Problem statement: Change "logo" to "emblem" in everything from the top of the material down to the line containing "x=1079, y=103", and write those lines out again with nothing else altered.

**** Extracted material

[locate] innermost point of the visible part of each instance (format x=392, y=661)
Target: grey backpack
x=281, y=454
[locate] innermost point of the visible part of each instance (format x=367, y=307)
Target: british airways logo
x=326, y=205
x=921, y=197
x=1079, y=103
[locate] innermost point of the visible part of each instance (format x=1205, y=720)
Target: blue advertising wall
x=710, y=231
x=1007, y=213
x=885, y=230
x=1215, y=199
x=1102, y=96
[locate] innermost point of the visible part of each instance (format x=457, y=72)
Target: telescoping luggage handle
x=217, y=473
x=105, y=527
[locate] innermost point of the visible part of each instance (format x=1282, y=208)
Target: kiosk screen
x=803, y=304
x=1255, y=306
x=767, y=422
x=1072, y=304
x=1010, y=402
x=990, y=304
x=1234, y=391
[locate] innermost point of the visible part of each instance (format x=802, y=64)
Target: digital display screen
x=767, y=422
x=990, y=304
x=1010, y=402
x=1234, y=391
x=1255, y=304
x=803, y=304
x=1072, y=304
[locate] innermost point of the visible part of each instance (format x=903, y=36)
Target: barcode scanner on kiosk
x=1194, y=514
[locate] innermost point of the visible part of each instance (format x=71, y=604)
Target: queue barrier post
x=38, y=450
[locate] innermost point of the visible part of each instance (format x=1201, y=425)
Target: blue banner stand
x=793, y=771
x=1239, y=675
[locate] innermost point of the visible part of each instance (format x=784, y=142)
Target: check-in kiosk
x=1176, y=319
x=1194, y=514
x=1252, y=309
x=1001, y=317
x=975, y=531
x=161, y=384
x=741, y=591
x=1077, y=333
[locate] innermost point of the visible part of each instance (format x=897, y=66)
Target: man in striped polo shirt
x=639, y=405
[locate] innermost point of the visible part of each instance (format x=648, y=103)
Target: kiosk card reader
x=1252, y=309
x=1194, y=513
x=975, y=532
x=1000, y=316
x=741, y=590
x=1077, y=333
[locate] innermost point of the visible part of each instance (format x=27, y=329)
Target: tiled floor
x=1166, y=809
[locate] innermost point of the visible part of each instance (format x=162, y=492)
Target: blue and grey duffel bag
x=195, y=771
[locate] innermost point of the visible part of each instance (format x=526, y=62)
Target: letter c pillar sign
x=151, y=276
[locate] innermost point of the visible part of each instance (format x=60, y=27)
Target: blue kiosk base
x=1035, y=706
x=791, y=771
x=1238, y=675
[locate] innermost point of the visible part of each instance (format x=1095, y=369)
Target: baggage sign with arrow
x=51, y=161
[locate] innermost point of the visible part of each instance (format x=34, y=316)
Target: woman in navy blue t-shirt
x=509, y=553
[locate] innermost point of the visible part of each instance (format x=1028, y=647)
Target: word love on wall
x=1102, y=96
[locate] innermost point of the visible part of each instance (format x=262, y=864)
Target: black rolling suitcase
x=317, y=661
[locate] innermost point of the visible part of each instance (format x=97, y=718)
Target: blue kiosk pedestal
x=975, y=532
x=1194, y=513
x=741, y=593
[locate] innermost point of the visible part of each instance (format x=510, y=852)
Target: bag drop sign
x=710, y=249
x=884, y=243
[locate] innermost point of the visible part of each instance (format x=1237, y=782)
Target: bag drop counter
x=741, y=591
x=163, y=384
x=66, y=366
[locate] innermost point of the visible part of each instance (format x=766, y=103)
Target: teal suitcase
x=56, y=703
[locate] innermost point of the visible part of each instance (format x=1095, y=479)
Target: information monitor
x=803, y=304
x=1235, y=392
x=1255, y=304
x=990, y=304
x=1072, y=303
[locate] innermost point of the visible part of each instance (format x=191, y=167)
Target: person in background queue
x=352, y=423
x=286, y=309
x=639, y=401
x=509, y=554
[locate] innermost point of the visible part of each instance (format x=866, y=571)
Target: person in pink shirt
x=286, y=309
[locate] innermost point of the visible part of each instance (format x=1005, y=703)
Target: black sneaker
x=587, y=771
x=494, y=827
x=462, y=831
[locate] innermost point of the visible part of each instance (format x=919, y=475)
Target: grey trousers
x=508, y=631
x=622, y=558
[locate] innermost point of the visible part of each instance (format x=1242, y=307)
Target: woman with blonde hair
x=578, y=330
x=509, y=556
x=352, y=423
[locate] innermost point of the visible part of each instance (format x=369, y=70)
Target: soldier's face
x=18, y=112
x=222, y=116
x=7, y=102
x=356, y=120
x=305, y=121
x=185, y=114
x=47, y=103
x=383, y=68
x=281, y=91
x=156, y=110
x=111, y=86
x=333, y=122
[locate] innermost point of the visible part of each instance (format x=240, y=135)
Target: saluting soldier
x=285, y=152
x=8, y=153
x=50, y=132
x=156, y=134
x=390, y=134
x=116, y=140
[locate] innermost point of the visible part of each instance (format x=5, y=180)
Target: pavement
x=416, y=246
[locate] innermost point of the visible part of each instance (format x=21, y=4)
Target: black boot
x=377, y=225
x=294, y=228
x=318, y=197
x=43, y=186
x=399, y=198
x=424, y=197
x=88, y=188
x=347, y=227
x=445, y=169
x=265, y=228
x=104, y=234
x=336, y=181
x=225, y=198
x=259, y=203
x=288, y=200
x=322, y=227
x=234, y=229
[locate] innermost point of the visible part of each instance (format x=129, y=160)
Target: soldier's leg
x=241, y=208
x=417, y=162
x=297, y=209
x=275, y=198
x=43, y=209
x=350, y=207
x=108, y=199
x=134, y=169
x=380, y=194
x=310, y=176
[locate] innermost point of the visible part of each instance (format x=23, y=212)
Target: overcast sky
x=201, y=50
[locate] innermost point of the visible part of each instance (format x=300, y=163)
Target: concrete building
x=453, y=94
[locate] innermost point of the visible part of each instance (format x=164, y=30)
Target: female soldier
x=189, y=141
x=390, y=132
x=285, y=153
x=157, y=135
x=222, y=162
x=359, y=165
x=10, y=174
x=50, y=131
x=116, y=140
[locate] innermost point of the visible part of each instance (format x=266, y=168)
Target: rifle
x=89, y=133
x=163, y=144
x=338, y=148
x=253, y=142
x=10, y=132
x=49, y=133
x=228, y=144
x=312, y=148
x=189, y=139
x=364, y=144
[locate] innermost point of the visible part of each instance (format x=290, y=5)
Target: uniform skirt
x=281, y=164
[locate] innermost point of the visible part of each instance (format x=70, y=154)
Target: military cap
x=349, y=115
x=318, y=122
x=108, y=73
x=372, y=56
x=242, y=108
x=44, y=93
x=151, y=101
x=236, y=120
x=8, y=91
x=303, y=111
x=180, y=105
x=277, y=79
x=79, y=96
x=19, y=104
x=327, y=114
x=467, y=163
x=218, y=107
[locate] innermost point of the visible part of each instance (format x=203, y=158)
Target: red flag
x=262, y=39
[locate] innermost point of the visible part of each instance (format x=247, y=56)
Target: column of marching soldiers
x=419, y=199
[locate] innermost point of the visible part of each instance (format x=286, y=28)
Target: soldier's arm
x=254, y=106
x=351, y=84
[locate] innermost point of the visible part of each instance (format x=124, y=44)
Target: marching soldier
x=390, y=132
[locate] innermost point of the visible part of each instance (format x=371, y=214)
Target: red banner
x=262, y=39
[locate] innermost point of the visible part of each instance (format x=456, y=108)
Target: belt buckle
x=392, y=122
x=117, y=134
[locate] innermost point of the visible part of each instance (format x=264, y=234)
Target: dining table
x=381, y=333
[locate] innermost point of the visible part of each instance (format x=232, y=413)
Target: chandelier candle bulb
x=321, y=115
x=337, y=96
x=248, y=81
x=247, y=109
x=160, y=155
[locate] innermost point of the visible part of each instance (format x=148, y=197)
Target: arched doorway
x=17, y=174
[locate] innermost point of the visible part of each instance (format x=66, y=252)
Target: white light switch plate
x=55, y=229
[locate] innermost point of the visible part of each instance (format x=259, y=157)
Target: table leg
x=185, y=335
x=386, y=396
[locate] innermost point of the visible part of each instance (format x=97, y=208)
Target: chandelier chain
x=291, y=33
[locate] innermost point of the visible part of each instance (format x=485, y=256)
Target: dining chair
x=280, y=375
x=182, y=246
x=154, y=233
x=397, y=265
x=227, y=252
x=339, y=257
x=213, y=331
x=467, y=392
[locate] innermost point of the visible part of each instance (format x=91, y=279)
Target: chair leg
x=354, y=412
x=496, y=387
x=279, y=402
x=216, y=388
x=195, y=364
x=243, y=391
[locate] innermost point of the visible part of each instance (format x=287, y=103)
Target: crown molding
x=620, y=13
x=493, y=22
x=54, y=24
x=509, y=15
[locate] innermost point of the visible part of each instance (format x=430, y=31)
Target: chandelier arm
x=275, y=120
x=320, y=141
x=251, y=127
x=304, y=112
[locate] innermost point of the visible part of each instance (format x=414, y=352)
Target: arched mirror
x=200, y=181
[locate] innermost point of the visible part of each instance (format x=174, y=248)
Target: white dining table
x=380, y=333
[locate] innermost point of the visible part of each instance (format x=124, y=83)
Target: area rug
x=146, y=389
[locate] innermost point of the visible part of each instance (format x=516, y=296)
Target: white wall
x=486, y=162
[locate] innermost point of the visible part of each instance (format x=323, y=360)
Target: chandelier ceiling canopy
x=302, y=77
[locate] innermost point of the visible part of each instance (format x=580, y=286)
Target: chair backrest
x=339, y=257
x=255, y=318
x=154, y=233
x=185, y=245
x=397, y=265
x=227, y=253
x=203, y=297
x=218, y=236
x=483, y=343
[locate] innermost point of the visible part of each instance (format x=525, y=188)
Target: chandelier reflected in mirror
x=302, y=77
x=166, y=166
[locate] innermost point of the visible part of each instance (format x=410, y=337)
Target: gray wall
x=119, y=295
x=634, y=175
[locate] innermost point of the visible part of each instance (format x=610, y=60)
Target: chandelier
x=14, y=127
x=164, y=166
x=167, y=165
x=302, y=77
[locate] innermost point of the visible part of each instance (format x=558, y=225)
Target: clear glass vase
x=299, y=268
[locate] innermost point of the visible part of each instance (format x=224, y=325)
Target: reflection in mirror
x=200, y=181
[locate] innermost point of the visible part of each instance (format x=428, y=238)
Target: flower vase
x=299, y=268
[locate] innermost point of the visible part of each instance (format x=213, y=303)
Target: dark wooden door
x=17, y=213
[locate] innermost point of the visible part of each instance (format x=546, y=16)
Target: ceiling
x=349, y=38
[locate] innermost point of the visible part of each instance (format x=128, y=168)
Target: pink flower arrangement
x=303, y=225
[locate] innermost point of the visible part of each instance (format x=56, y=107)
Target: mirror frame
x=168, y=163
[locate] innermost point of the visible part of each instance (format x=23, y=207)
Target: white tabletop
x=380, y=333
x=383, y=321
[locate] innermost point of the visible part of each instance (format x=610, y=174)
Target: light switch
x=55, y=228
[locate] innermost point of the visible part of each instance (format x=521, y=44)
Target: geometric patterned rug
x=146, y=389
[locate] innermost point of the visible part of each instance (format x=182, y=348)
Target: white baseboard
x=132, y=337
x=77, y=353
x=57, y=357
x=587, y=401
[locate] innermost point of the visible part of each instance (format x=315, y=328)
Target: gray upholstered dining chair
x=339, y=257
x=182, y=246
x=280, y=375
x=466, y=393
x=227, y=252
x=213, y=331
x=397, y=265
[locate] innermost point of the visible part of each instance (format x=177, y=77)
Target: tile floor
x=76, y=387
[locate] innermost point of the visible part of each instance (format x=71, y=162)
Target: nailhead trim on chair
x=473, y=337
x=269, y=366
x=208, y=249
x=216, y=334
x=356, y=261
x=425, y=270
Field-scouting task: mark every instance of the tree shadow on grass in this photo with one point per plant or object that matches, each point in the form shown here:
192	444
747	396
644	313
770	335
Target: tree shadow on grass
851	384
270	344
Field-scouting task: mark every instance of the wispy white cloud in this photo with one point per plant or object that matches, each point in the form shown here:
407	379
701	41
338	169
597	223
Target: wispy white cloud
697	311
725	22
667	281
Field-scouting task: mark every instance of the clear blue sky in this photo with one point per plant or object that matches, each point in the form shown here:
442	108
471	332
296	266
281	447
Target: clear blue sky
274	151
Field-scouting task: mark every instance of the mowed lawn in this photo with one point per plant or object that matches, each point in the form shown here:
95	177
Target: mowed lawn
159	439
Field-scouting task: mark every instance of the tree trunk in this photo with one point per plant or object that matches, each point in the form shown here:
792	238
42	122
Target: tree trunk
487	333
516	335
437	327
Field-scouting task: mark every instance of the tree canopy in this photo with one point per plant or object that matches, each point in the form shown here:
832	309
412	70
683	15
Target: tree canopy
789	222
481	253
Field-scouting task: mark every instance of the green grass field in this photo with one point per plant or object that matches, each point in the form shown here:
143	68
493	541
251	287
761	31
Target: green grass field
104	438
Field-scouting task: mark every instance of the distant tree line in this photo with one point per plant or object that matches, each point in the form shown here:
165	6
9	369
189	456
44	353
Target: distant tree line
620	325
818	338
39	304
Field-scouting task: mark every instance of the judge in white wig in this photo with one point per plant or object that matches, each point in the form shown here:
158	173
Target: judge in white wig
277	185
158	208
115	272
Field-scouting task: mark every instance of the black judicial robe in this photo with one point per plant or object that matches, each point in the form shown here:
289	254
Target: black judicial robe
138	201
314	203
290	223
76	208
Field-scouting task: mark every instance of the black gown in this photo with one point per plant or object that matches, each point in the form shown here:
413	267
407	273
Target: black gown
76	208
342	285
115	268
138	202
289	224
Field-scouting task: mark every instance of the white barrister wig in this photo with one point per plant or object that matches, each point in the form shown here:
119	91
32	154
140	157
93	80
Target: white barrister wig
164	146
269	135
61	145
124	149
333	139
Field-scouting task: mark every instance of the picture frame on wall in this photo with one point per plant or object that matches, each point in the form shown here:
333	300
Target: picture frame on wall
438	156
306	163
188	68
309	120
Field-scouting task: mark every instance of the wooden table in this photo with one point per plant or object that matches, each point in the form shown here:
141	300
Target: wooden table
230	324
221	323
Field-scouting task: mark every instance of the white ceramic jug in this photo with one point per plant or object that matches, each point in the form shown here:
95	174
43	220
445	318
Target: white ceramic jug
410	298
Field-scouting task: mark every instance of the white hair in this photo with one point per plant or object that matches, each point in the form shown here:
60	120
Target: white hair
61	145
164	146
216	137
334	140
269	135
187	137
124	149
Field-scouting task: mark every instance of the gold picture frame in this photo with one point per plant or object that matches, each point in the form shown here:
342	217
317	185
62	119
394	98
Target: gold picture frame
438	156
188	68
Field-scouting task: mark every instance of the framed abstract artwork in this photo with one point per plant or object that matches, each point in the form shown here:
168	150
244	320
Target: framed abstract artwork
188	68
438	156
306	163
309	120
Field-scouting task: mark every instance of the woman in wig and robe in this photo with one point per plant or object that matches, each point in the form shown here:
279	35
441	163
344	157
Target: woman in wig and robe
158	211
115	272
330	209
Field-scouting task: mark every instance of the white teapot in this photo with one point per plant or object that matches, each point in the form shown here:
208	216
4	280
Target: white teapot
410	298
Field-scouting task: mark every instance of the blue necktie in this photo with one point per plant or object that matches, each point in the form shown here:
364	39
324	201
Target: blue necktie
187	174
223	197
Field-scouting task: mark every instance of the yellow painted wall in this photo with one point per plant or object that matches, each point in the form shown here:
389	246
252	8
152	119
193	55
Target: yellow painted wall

********

Answer for the task:
[locate] innermost point of the visible part of each instance (format x=392, y=661)
Target: grey backpack
x=281, y=454
[locate] innermost point of the visible part of each instance (format x=367, y=307)
Target: british airways emblem
x=326, y=205
x=921, y=197
x=1079, y=103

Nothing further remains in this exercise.